* [Record list]
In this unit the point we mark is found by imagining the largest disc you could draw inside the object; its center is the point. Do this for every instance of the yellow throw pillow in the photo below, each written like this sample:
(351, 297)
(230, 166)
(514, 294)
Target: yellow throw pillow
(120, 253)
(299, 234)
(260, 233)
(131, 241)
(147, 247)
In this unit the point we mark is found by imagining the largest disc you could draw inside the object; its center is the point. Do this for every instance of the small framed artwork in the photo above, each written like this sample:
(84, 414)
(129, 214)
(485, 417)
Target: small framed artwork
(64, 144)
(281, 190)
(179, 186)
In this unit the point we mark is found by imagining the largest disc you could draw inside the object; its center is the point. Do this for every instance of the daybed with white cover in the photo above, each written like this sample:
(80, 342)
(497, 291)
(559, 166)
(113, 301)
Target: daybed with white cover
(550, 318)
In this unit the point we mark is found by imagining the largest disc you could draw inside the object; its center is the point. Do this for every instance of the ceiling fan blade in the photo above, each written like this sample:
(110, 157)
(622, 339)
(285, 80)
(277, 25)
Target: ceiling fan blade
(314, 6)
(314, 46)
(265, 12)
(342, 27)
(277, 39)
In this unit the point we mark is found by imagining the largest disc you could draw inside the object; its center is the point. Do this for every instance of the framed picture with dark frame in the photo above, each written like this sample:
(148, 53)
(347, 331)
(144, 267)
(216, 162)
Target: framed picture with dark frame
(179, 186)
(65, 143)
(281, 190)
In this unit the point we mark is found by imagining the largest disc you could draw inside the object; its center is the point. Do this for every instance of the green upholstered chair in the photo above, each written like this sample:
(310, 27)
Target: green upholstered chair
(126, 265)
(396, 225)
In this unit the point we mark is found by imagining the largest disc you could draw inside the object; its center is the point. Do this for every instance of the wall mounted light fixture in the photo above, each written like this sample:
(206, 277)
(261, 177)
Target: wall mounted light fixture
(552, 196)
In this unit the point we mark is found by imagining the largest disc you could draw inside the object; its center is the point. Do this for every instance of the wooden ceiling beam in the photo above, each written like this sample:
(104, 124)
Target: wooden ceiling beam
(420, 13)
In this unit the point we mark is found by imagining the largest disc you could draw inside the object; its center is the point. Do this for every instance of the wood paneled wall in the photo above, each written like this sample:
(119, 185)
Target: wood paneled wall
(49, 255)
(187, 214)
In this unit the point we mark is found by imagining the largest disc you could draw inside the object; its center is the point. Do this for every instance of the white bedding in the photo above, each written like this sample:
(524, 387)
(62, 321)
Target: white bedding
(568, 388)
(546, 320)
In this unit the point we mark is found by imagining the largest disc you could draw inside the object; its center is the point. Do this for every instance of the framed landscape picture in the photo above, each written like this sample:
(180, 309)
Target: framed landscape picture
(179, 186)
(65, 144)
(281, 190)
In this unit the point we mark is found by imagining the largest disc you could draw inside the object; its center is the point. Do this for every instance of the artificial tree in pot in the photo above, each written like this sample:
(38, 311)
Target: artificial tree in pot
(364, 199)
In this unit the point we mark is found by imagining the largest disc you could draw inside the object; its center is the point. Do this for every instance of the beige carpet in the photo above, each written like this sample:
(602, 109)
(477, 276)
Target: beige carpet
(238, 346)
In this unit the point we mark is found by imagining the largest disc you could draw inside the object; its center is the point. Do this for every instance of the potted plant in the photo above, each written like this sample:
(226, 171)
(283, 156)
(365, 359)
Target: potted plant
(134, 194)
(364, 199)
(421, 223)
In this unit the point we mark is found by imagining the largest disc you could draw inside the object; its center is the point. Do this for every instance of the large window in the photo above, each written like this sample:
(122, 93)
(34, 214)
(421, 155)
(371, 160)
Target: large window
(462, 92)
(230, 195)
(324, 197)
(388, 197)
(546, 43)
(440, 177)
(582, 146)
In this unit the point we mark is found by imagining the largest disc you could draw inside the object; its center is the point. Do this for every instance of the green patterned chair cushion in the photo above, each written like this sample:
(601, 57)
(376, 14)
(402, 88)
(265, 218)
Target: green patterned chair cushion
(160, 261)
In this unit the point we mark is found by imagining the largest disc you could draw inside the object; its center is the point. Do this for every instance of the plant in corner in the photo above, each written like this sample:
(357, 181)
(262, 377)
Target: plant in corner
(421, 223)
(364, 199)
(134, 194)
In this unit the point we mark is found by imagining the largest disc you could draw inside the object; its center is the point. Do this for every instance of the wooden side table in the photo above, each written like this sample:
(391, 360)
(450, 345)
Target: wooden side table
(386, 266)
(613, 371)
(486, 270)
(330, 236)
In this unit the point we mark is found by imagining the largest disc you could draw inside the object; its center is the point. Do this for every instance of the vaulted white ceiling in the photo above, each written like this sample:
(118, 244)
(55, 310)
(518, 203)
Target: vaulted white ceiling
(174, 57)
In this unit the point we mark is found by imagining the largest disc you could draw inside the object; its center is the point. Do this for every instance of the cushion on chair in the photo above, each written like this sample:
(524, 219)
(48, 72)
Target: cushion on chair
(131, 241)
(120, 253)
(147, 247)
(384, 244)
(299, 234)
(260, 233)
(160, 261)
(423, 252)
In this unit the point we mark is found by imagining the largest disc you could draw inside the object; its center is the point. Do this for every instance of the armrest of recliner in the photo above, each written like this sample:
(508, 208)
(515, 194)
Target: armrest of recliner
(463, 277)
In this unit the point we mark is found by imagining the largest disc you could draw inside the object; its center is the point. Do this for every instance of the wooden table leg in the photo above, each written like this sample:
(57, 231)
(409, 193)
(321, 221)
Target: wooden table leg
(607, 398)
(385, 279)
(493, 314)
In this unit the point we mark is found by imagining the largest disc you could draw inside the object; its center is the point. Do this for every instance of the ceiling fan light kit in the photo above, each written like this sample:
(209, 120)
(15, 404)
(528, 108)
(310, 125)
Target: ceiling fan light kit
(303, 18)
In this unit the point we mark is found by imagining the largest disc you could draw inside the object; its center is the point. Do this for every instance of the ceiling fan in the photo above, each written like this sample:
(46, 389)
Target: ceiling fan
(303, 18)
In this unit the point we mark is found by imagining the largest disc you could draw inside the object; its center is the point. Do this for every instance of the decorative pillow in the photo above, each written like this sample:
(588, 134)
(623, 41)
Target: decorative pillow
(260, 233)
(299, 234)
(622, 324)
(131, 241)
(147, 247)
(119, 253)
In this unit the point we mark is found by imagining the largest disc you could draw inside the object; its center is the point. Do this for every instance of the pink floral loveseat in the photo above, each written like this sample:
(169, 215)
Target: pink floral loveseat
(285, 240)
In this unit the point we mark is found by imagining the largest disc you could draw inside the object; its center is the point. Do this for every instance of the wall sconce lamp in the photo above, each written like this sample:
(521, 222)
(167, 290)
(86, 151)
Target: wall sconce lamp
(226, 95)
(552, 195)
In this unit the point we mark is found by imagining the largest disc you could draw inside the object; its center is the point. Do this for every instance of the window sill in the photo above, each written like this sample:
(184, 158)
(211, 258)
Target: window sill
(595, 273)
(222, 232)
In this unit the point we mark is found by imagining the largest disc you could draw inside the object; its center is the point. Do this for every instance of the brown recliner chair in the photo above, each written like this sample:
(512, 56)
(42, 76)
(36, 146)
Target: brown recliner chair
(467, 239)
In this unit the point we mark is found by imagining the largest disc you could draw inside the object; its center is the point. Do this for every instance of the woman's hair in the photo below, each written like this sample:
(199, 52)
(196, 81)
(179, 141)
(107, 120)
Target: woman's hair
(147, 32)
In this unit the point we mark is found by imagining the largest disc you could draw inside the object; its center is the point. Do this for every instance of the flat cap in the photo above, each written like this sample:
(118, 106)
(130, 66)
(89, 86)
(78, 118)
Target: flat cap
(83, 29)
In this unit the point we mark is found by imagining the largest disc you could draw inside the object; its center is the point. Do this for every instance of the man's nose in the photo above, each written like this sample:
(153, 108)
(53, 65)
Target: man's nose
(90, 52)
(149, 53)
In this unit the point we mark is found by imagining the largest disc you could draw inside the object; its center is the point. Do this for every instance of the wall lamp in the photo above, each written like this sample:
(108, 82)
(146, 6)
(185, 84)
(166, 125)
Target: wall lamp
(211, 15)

* [Work instructions] Turn the lines starting at the one containing "of the brown" and ending at the last line above into a Markdown table with the columns Row and Line. Leave out any blank lines.

* [Task response]
| Row | Line |
|---|---|
| 1 | In this unit the point we mark is found by imagining the largest disc you could draw inside the object; its center is the point. Do this for every instance of the brown recliner chair in the photo above, each written like this sample: |
| 2 | (512, 56) |
| 3 | (42, 76) |
| 4 | (36, 146) |
| 5 | Target: brown recliner chair |
| 6 | (467, 239) |
| 7 | In this unit the point we mark is found by imagining the largest disc you could draw inside the object; its center is the point. Do this for every instance of the woman's hair in the photo below, each written like this sample: |
| 8 | (199, 52) |
| 9 | (196, 81) |
| 10 | (179, 141) |
| 11 | (107, 120) |
| 12 | Target: woman's hair |
| 13 | (147, 32) |
| 14 | In this unit the point we mark is found by imagining the largest disc you could draw inside the object; its center is the point. Do this for every instance of the flat cap in the photo above, each written like this sample: |
| 15 | (118, 106) |
| 16 | (130, 66) |
| 17 | (89, 86) |
| 18 | (78, 118) |
| 19 | Target: flat cap |
| 20 | (83, 29) |
| 21 | In this unit the point we mark is found by imagining the largest disc you could draw inside the object; its center is the point. Do this for every instance of the man's nose in the photo above, each written like this sample: |
| 22 | (153, 108) |
| 23 | (53, 65) |
| 24 | Target: man's nose |
| 25 | (90, 52) |
| 26 | (149, 53) |
| 27 | In this unit the point we mark is found by imagining the largest disc you could draw inside the object; its center is the point. Do this for every instance of the wall lamp in the photo above, each written like this sample: |
| 28 | (108, 82) |
| 29 | (146, 6) |
| 30 | (185, 84) |
| 31 | (166, 125) |
| 32 | Target: wall lamp |
| 33 | (211, 15) |